> _EXERCISE REQUIREMENTS_
Change "Target" to "Object" throughout the items below, reproducing every other line without alteration. Leave the pictures out of your output.

> _STORED DATA_
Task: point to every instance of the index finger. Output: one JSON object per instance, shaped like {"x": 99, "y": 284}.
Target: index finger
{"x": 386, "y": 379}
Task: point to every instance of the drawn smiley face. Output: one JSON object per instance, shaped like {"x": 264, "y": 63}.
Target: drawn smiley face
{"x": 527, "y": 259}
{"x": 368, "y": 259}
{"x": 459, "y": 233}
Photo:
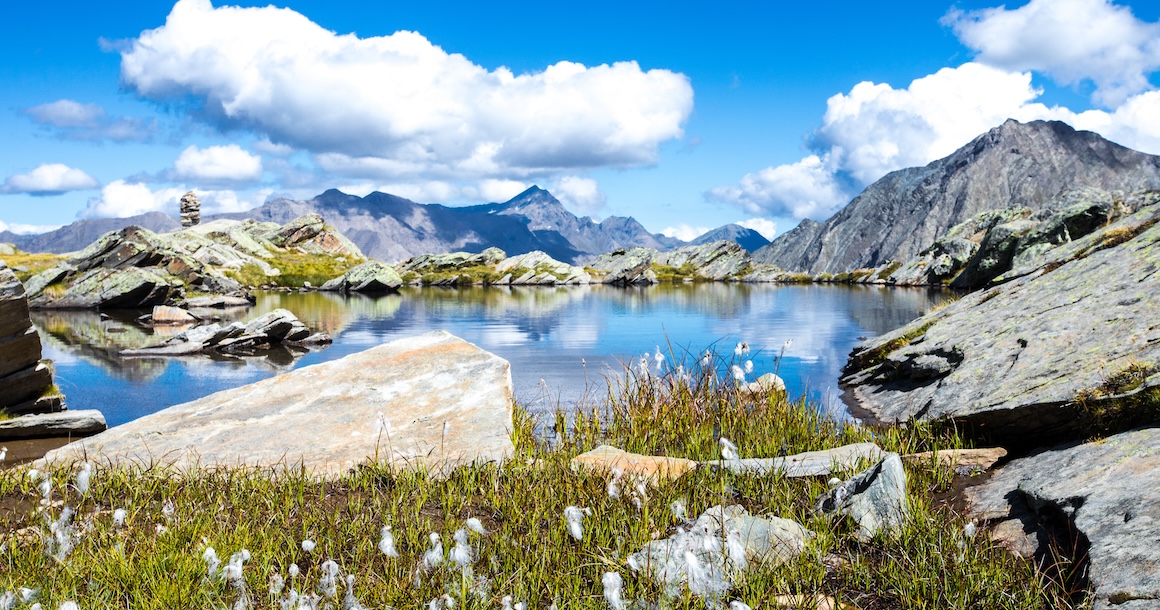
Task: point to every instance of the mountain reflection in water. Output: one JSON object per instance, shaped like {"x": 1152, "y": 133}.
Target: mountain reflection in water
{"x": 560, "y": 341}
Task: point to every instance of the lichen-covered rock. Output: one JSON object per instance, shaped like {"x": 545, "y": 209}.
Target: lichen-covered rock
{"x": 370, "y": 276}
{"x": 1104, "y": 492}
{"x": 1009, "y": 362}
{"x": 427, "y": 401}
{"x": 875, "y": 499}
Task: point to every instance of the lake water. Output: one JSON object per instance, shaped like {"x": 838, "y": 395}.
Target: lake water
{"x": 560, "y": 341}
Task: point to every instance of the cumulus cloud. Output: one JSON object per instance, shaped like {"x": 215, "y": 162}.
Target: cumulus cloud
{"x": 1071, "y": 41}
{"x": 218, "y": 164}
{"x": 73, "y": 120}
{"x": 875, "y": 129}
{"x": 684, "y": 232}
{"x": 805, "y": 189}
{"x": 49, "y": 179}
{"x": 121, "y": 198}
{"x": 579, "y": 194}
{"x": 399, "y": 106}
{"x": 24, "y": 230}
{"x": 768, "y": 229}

> _COMPLETED TASK_
Task: point to every instance of the index finger. Output: one JSON object per instance, shaped like {"x": 99, "y": 284}.
Object: index finger
{"x": 386, "y": 379}
Task: point to every instance of the drawn smiley face. Output: one JSON object per instance, shaped like {"x": 264, "y": 63}.
Object: drawn smiley face
{"x": 527, "y": 259}
{"x": 368, "y": 259}
{"x": 459, "y": 233}
Photo:
Task: point to every instance of the mountain reflection in water. Output: one JSON object per instance, shaped like {"x": 1152, "y": 133}.
Object: mountain reflection in water
{"x": 560, "y": 341}
Task: point to every instance of the lichen-covered rock. Output: one JSON object per instance, shaped like {"x": 545, "y": 209}.
Object: lichen-covered rock
{"x": 370, "y": 276}
{"x": 1104, "y": 492}
{"x": 1009, "y": 362}
{"x": 427, "y": 401}
{"x": 875, "y": 499}
Task: point to every instance of the lake water. Output: one JSON object per instance, shaped like {"x": 838, "y": 395}.
Object: lake water
{"x": 560, "y": 341}
Task: point to every instance of the cumulus cloud. Output: one JSON object per instance, shaped like {"x": 215, "y": 162}.
Object: cumulus cloud
{"x": 1071, "y": 41}
{"x": 218, "y": 164}
{"x": 73, "y": 120}
{"x": 875, "y": 129}
{"x": 684, "y": 232}
{"x": 805, "y": 189}
{"x": 49, "y": 179}
{"x": 121, "y": 198}
{"x": 579, "y": 194}
{"x": 399, "y": 106}
{"x": 24, "y": 230}
{"x": 768, "y": 229}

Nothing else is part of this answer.